Excerto do texto

________________________

Outros aspectos da vida da comunidade são regulamentados no Livro IV, até que, depois de relegar para o oráculo de Delfos a superintendência em matéria religiosa, Sócrates   declara que, fundada a cidade, estão agora aptos a procurar «onde poderia estar a justiça e onde a injustiça» [1]. Ora, se a cidade é perfeita, terá de possuir as quatro virtudes, sabedoria (sophia), coragem (andreia), temperança (sophrosyne) e justiça (dikaiosyne). Definidas as três primeiras, atingir-se-á a quarta por exclusão de partes. Se a primeira se encontra nos guardiões, a segunda nos guerreiros e a terceira na harmonia geral de todas as classes, a justiça será que cada um exerça uma só função na sociedade, aquela para a qual, por natureza, foi mais dotado (433a). Resta verificar se estas conclusões, vistas nas «letras grandes», são aplicáveis ao indivíduo. Ora a cidade tinha três classes: os guardiões, os militares e os artífices. Também a alma do indivíduo tem três elementos [2]: apetitivo, espiritual e racional. Aos apetites cabe obedecer, às emoções assistir, à razão governar, «E assim assentamos suficientemente em que existem na cidade e na alma dos indivíduos os mesmos elementos, e no mesmo número» [3]. O seu equilíbrio ou desequilíbrio conduzem à justiça ou à injustiça, É esse o aspecto que falta estudar. [Rocha Pereira]

Traduções: Chambry; Jowett


Resumo analítico de Francis Wolff  , no livro de Julia Annas, Introduction à la République   de Platon   (PUF, 1981)

AS CONDIÇÕES DE VIDA DOS GUARDIÕES (III, 415d-IV, 421c)
Eles [os guardiões] serão felizes, não de uma felicidade de privilégios, mas porque sua vida corresponde a sua natureza e que eles contribuem à felicidade do Estado como um todo (419a-421c)

OS DEVERES DOS GUARDIÕES (IV, 421c - 427c)

  • Deve-se preservar o Estado do enriquecimento ou do empobrecimento excessivos, causas de enfraquecimento (421c-423b)
  • Deve-se preservar a unidade do Estado impedindo-o de crescer e defender os princípios de divisão do trabalho e de mobilidade social (423b-d)
  • Deve-se sobretudo preservar um sistema estável de educação, uma legislação geral (notadamente no domínio religioso) (423d-427c)
    • No Estado
      • O Estado assim fundado é (427d-432b)
        • sábio por sua cabeça (os governantes dão prova de "prudência"na sua função deliberativa)
        • corajoso por seus guerreiros (os "Auxiliares")

________________________

Listagem de dados
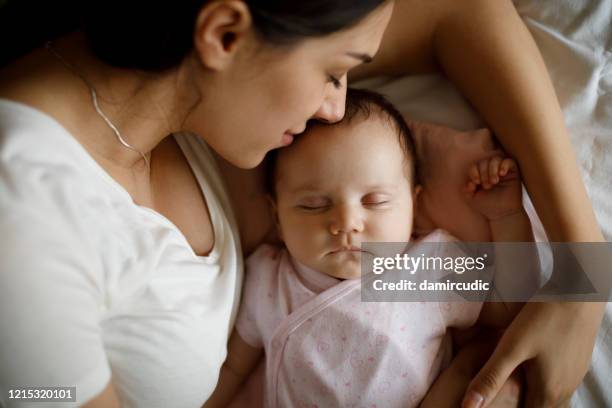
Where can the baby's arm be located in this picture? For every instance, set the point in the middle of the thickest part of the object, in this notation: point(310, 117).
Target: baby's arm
point(241, 360)
point(494, 190)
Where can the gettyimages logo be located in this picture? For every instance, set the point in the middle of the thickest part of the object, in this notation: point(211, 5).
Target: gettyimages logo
point(512, 271)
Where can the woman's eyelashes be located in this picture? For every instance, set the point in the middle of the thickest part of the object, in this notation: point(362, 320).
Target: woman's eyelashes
point(376, 200)
point(336, 81)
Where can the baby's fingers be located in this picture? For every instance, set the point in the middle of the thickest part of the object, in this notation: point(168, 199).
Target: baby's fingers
point(494, 169)
point(483, 169)
point(474, 175)
point(507, 165)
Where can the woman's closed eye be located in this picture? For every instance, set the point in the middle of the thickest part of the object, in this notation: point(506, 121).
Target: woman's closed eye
point(335, 80)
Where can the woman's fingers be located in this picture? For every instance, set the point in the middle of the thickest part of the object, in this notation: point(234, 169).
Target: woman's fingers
point(483, 169)
point(490, 379)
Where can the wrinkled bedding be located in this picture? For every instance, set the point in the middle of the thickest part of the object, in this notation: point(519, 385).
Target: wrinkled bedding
point(575, 38)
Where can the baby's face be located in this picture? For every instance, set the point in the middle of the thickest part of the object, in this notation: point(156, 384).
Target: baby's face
point(339, 186)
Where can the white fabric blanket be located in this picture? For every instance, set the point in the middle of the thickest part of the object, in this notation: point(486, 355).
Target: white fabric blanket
point(575, 38)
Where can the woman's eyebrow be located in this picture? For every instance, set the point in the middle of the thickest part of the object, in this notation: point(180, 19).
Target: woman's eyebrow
point(365, 58)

________________________

O problema
Transcreva, sem alterações, a passagem do excerto sobre a República de Platão que começa em "AS CONDIÇÕES DE" e prossegue até "fundado é (427d-432b)". Este material provém de outra fonte.

Resposta
AS CONDIÇÕES DE VIDA DOS GUARDIÕES (III, 415d-IV, 421c)
Eles [os guardiões] serão felizes, não de uma felicidade de privilégios, mas porque sua vida corresponde a sua natureza e que eles contribuem à felicidade do Estado como um todo (419a-421c)

OS DEVERES DOS GUARDIÕES (IV, 421c - 427c)

  • Deve-se preservar o Estado do enriquecimento ou do empobrecimento excessivos, causas de enfraquecimento (421c-423b)
  • Deve-se preservar a unidade do Estado impedindo-o de crescer e defender os princípios de divisão do trabalho e de mobilidade social (423b-d)
  • Deve-se sobretudo preservar um sistema estável de educação, uma legislação geral (notadamente no domínio religioso) (423d-427c)
    • No Estado
      • O Estado assim fundado é (427d-432b)